▸ Directions
Could you transcribe every record below exactly as it stands?

▸ Records supplied
*****

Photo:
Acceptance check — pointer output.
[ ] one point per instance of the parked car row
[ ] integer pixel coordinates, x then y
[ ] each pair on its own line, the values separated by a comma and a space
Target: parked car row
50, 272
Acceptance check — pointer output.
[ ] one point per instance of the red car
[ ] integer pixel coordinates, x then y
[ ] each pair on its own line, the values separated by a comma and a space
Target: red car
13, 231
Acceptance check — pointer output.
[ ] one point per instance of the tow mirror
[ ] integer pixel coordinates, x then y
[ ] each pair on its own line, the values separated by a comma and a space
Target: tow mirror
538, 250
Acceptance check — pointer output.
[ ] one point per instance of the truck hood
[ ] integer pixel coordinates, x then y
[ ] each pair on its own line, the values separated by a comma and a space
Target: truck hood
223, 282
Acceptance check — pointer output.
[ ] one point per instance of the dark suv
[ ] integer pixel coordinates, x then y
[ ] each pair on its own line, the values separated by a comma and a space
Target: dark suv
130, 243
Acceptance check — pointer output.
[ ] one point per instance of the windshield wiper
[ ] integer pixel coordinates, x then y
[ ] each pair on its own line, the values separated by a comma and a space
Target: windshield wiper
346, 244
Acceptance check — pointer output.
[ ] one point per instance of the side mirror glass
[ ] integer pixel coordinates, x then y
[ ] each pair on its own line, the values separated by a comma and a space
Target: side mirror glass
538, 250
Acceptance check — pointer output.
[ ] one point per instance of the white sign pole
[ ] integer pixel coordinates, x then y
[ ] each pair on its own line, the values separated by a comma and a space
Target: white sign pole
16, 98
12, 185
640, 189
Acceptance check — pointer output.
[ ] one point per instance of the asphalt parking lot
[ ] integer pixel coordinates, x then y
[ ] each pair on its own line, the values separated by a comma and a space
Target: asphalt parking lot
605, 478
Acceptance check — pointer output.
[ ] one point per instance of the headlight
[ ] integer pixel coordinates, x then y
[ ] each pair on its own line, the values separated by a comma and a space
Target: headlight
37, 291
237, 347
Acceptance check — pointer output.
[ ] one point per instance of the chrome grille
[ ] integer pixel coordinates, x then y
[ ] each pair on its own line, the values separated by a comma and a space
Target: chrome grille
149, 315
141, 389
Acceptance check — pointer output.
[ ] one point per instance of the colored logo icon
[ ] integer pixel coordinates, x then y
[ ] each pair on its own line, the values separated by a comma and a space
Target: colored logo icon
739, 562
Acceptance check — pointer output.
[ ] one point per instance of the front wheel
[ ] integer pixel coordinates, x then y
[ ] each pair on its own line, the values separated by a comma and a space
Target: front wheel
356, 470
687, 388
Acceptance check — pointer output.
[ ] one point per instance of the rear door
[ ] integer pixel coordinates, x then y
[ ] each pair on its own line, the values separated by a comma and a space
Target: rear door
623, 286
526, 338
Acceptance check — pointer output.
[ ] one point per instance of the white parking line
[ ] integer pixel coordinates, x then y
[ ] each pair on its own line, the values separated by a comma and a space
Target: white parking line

*****

▸ Answer section
Photo:
Acceptance check — pointer output.
[ ] one point per instance of the parked car row
[ ] integer pixel coordinates, x then y
[ ] each pair on its own line, the values separated by a comma and a space
Target: parked car row
50, 272
Acceptance check — pointer output.
[ ] one point per instance of the red car
[ ] integer pixel coordinates, x then y
[ ] each pair on its own line, the values separated by a comma and a space
Target: red car
13, 231
Acceptance check — pointer output.
[ ] one point per instance of the tow mirror
[ ] integer pixel coordinates, x then y
[ ] each pair on its own line, the values separated by a comma and a space
Target: tow mirror
538, 250
Acceptance check — pointer output.
[ ] one point per instance of the truck hood
[ ] integer pixel coordinates, x then y
[ ] each pair on its own line, the values separated by a comma and a space
Target: truck hood
223, 282
Acceptance check — pointer output.
[ ] one point per instance of the dark suv
[ ] integer pixel coordinates, x then y
[ ] each pair on its own line, the values separated by a comma and a space
Target: dark suv
130, 243
Acceptance check — pointer output.
[ ] one point per instance of the windshield wiper
[ ] integer pixel coordinates, x then y
[ ] each pair on its own line, the values separated by a comma and a space
Target: windshield wiper
346, 244
Acceptance check — pointer output.
[ ] one point per instance of the side mirror glass
[ ] integer pixel coordinates, x then y
[ ] each pair on its own line, the values separated by a comma and a space
Target: side mirror glass
538, 250
Acceptance check — pointer output.
[ ] one point per instance of the white sign pole
[ ] integer pixel coordinates, x then y
[ ] each pair on its own line, the values separated by a comma and a space
Target: white sign pole
16, 98
12, 185
640, 189
Acceptance check — pointer output.
[ ] one point per instance of the asphalt parking lot
[ ] integer pixel coordinates, x then y
[ ] each pair on its own line, the values separated by a comma and a space
Target: asphalt parking lot
605, 478
Acceptance check — pointer output.
[ ] one point per instance of the headlight
[ ] integer pixel coordinates, x then y
[ ] each pair on its own line, the values separated by a comma and a space
Target: headlight
37, 291
237, 347
Acceptance check — pointer output.
[ ] one point per instance of the chrome grille
[ ] integer pixel coordinates, x then y
[ ] each pair on its own line, the values separated by a comma and a space
Target: chrome grille
149, 315
141, 389
Acceptance check — pointer output.
[ ] one point per instance of the colored logo icon
[ ] integer pixel coordinates, x then y
[ ] each pair on its own line, the values separated by a comma and a space
Target: colored logo icon
739, 562
Acceptance check — pointer output.
[ ] one point per instance of the front wheel
[ ] integer pixel coordinates, x then y
[ ] each pair on its own line, the values separated by a comma and a space
Target: front wheel
356, 470
687, 388
Acceptance check — pointer output.
[ ] one point per instance of the rear door
[ ] integer pixel coordinates, x then y
[ ] each pair on its own line, the values separated by a comma and a space
Target: rear door
623, 286
526, 338
Acceptance check — pointer output.
[ ] one point per instance of the white parking line
[ ] integer pixel coordinates, x then y
[ ] each pair on its own line, the values separated by a comma and a space
Target: white parking line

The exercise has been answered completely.